→ Instructions to follow
Copy the data that follows exactly. Include no pictures.

Excerpt from a dataset
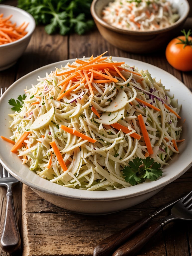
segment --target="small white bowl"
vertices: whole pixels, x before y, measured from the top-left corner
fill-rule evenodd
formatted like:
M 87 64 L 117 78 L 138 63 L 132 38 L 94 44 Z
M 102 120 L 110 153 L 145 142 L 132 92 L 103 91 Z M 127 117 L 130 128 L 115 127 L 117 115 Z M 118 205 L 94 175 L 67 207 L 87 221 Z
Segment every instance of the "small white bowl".
M 3 17 L 11 14 L 10 20 L 16 22 L 17 26 L 25 22 L 29 23 L 25 31 L 27 34 L 22 38 L 14 42 L 0 45 L 0 71 L 7 69 L 14 65 L 21 56 L 27 47 L 35 27 L 33 17 L 27 12 L 17 7 L 0 5 L 0 14 Z

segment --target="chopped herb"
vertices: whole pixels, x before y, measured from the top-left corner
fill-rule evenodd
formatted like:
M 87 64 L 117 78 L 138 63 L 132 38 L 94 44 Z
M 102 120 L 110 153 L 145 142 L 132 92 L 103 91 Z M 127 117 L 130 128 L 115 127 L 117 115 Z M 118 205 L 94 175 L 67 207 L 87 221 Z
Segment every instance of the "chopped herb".
M 162 175 L 161 164 L 155 162 L 149 156 L 143 160 L 137 157 L 128 164 L 129 165 L 125 167 L 122 171 L 125 181 L 132 185 L 146 180 L 155 180 Z
M 46 25 L 50 34 L 82 35 L 94 25 L 90 11 L 92 0 L 18 0 L 17 7 L 33 16 L 37 25 Z
M 8 102 L 10 105 L 13 106 L 11 109 L 12 110 L 17 111 L 17 112 L 20 112 L 21 111 L 21 108 L 22 106 L 23 103 L 23 100 L 24 100 L 27 97 L 25 94 L 23 94 L 21 96 L 19 95 L 17 97 L 17 99 L 16 101 L 14 99 L 11 99 L 9 100 Z

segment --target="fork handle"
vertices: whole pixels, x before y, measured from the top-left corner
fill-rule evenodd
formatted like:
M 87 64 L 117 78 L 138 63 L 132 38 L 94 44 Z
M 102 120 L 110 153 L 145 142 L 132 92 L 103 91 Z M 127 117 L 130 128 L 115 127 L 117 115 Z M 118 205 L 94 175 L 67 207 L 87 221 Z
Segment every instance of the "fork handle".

→ Exercise answer
segment --target="small white bowl"
vertices: whole pixels, x before y, measured from the top-left corner
fill-rule evenodd
formatted like:
M 87 64 L 117 78 L 138 63 L 132 38 L 94 44 Z
M 102 120 L 110 153 L 145 142 L 132 92 L 103 91 Z M 127 117 L 130 128 L 115 127 L 117 115 Z M 118 205 L 94 175 L 67 207 L 87 221 Z
Segment every instance of the "small white bowl".
M 3 17 L 11 14 L 10 20 L 16 22 L 17 26 L 25 22 L 29 23 L 25 31 L 27 34 L 22 38 L 14 42 L 0 45 L 0 71 L 7 69 L 14 65 L 21 56 L 27 47 L 35 27 L 33 17 L 27 12 L 17 7 L 0 5 L 0 14 Z

segment --target="chopped herb"
vertices: whole pixels, x before y, measured from the top-left corner
fill-rule evenodd
formatted like:
M 87 64 L 117 78 L 138 63 L 132 38 L 94 44 Z
M 102 120 L 110 153 L 145 142 L 132 92 L 103 91 Z M 127 117 L 130 128 L 115 127 L 117 115 Z M 118 205 L 94 175 L 67 207 L 87 221 Z
Segment every instance of the "chopped herb".
M 162 175 L 161 164 L 155 162 L 149 156 L 143 160 L 137 157 L 128 164 L 129 165 L 125 167 L 122 171 L 125 181 L 132 185 L 146 180 L 155 180 Z
M 46 25 L 50 34 L 82 35 L 94 25 L 90 11 L 92 0 L 18 0 L 17 7 L 33 16 L 37 25 Z
M 8 102 L 10 105 L 13 106 L 11 109 L 12 110 L 17 111 L 17 112 L 20 112 L 21 111 L 21 108 L 22 106 L 23 103 L 23 100 L 24 100 L 27 97 L 25 94 L 23 94 L 21 96 L 19 95 L 17 97 L 17 99 L 16 101 L 14 99 L 11 99 L 9 100 Z

segment --target="fork handle"
vertices: whole pixels, x before y, measured from the top-left corner
fill-rule evenodd
formatted like:
M 87 64 L 117 78 L 138 63 L 132 38 L 94 44 Z
M 102 120 L 110 153 L 145 142 L 132 92 L 103 91 Z M 127 117 L 130 128 L 115 127 L 117 115 Z M 118 205 L 94 175 L 67 207 L 87 221 Z
Segment every instance of the "fork handle".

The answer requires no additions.